━━━ Source data

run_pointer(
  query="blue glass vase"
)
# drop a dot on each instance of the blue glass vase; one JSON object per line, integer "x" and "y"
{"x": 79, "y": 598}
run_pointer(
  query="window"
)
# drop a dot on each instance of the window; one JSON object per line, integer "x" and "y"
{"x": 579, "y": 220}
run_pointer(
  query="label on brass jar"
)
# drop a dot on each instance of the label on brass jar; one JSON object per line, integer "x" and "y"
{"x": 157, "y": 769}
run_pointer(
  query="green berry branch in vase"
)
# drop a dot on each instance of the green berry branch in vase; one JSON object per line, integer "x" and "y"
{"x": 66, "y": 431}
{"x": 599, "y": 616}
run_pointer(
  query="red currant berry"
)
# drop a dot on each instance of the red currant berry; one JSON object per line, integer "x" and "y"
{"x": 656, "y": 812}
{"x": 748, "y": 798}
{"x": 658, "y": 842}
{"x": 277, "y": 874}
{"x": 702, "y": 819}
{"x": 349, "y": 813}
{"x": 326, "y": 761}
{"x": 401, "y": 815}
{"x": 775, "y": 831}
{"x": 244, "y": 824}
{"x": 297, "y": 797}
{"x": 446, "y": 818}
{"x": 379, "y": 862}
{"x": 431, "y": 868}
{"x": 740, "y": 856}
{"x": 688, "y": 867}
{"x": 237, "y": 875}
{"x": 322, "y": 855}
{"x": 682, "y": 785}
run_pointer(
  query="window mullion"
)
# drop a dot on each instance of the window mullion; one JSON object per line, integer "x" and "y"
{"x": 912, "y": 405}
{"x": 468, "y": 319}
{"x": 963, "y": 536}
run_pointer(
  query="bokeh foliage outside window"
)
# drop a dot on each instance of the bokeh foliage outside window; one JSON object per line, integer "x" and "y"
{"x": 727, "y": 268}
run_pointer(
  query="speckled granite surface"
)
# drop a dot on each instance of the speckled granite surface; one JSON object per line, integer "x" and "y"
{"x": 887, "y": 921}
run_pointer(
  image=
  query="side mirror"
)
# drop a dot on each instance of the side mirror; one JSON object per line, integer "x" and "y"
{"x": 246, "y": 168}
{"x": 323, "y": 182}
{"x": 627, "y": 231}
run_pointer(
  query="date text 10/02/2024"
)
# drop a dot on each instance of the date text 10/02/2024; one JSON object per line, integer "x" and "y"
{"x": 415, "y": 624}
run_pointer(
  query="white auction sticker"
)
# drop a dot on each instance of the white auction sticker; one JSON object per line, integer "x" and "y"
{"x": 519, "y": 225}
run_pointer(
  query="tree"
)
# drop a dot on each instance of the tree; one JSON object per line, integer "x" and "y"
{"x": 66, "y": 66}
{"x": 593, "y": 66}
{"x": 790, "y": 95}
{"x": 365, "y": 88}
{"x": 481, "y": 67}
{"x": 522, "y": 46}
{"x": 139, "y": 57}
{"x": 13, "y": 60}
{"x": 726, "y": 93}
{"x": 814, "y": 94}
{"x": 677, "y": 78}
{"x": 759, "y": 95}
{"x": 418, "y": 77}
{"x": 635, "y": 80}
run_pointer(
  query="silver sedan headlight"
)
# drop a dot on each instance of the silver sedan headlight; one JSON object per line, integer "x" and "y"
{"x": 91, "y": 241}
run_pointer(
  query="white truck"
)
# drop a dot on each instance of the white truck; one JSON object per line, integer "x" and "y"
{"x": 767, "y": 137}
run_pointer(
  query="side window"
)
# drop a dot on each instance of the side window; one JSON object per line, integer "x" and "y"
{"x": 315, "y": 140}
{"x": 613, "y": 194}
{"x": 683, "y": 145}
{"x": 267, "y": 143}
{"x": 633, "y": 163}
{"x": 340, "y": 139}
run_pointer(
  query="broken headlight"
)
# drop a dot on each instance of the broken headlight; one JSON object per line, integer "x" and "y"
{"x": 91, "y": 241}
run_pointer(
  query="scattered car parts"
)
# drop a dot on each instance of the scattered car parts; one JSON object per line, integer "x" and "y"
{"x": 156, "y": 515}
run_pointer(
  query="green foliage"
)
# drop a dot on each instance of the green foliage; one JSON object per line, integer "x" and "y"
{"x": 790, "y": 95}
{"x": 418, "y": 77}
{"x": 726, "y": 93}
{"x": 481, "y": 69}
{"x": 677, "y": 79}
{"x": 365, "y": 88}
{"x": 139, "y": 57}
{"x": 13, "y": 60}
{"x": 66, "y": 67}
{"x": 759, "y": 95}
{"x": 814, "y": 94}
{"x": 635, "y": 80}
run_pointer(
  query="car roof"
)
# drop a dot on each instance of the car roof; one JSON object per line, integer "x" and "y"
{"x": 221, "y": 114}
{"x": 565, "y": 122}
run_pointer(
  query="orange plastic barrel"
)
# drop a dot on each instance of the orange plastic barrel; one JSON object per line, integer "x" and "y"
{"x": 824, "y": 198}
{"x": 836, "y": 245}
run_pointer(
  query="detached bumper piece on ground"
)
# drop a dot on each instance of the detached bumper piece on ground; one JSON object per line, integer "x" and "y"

━━━━━━

### [Aim]
Return each line of the records above exactly as it reads.

### [Output below]
run_pointer(
  query="blue glass vase"
)
# drop a dot on each instance of the blue glass vase; one JSON object per line, integer "x" and "y"
{"x": 79, "y": 598}
run_pointer(
  query="window"
)
# drop a dot on each instance of the window; one JSON object per line, integer "x" and "y"
{"x": 579, "y": 220}
run_pointer(
  query="label on brass jar"
)
# drop a dot on each instance of the label on brass jar; one JSON object per line, integer "x" and "y"
{"x": 157, "y": 769}
run_pointer(
  query="green berry branch in vase"
)
# drop a dot on each instance of the green berry branch in vase; one JSON object per line, integer "x" and "y"
{"x": 66, "y": 431}
{"x": 599, "y": 616}
run_pointer(
  query="red currant berry"
)
# drop a dot on each instance of the red currant berry; one JSON object per line, integer "x" and "y"
{"x": 656, "y": 812}
{"x": 748, "y": 798}
{"x": 658, "y": 842}
{"x": 277, "y": 874}
{"x": 702, "y": 819}
{"x": 349, "y": 813}
{"x": 326, "y": 761}
{"x": 401, "y": 815}
{"x": 775, "y": 831}
{"x": 244, "y": 824}
{"x": 297, "y": 797}
{"x": 446, "y": 818}
{"x": 379, "y": 862}
{"x": 431, "y": 868}
{"x": 740, "y": 856}
{"x": 688, "y": 867}
{"x": 237, "y": 875}
{"x": 322, "y": 855}
{"x": 682, "y": 785}
run_pointer(
  query="window mullion"
)
# drop a dot on each instance of the window mullion; one JSON object per line, integer "x" and "y"
{"x": 912, "y": 405}
{"x": 468, "y": 319}
{"x": 963, "y": 536}
run_pointer(
  query="bokeh foliage outside window"
)
# drop a dot on each instance of the bokeh foliage outside window; one JSON object per line, integer "x" and "y"
{"x": 727, "y": 268}
run_pointer(
  query="speckled granite surface"
)
# drop a dot on each instance of the speckled granite surface; one JSON object per line, integer "x" and "y"
{"x": 887, "y": 921}
run_pointer(
  image=
  query="side mirror"
)
# drop a dot on each instance of the side mirror; one JSON object per line, integer "x" and "y"
{"x": 246, "y": 168}
{"x": 323, "y": 182}
{"x": 627, "y": 231}
run_pointer(
  query="date text 10/02/2024"
)
# drop a dot on each instance of the date text 10/02/2024; one JSON object per line, integer "x" and "y"
{"x": 415, "y": 624}
run_pointer(
  query="white auction sticker"
)
# drop a dot on each instance of the white auction sticker; one JSON object per line, integer "x" and "y"
{"x": 519, "y": 225}
run_pointer(
  query="tree"
)
# drop a dot on each instance of the tree; one JSON object per line, integer "x" and "y"
{"x": 66, "y": 66}
{"x": 593, "y": 66}
{"x": 790, "y": 95}
{"x": 365, "y": 88}
{"x": 481, "y": 67}
{"x": 522, "y": 46}
{"x": 139, "y": 57}
{"x": 13, "y": 60}
{"x": 726, "y": 93}
{"x": 814, "y": 94}
{"x": 677, "y": 78}
{"x": 759, "y": 95}
{"x": 418, "y": 77}
{"x": 635, "y": 80}
run_pointer(
  query="silver sedan headlight"
)
# drop a dot on each instance of the silver sedan headlight; one JSON object per line, integer "x" and "y"
{"x": 91, "y": 241}
run_pointer(
  query="white truck"
)
# drop a dot on each instance of the white truck; one JSON object per line, integer "x" and "y"
{"x": 767, "y": 137}
run_pointer(
  query="side window"
)
# drop a dot on each instance of the side window; one JSON object per line, integer "x" and "y"
{"x": 315, "y": 140}
{"x": 613, "y": 194}
{"x": 683, "y": 145}
{"x": 267, "y": 143}
{"x": 633, "y": 163}
{"x": 340, "y": 139}
run_pointer(
  query="broken headlight"
)
# drop a dot on each instance of the broken headlight; one JSON object per line, integer "x" and "y"
{"x": 91, "y": 241}
run_pointer(
  query="scattered car parts"
)
# drop a dot on each instance of the scattered car parts; one JSON object per line, integer "x" and "y"
{"x": 156, "y": 515}
run_pointer(
  query="green foliage"
)
# drop a dot on each instance of the green foliage; one JSON object per line, integer "x" and "y"
{"x": 790, "y": 95}
{"x": 418, "y": 77}
{"x": 726, "y": 93}
{"x": 481, "y": 69}
{"x": 677, "y": 79}
{"x": 365, "y": 88}
{"x": 139, "y": 57}
{"x": 13, "y": 60}
{"x": 66, "y": 67}
{"x": 759, "y": 95}
{"x": 814, "y": 94}
{"x": 635, "y": 80}
run_pointer(
  query="car roof"
)
# drop a dot on each instance of the car roof; one JSON object per line, integer "x" and "y"
{"x": 221, "y": 114}
{"x": 565, "y": 122}
run_pointer(
  query="orange plastic barrel"
)
# drop a dot on each instance of the orange plastic barrel; one JSON object per line, integer "x" and "y"
{"x": 824, "y": 198}
{"x": 836, "y": 245}
run_pointer(
  query="detached bumper piece on ground"
)
# drop a dot on each instance of the detached bumper piece on ground; one JSON object per line, integer "x" and "y"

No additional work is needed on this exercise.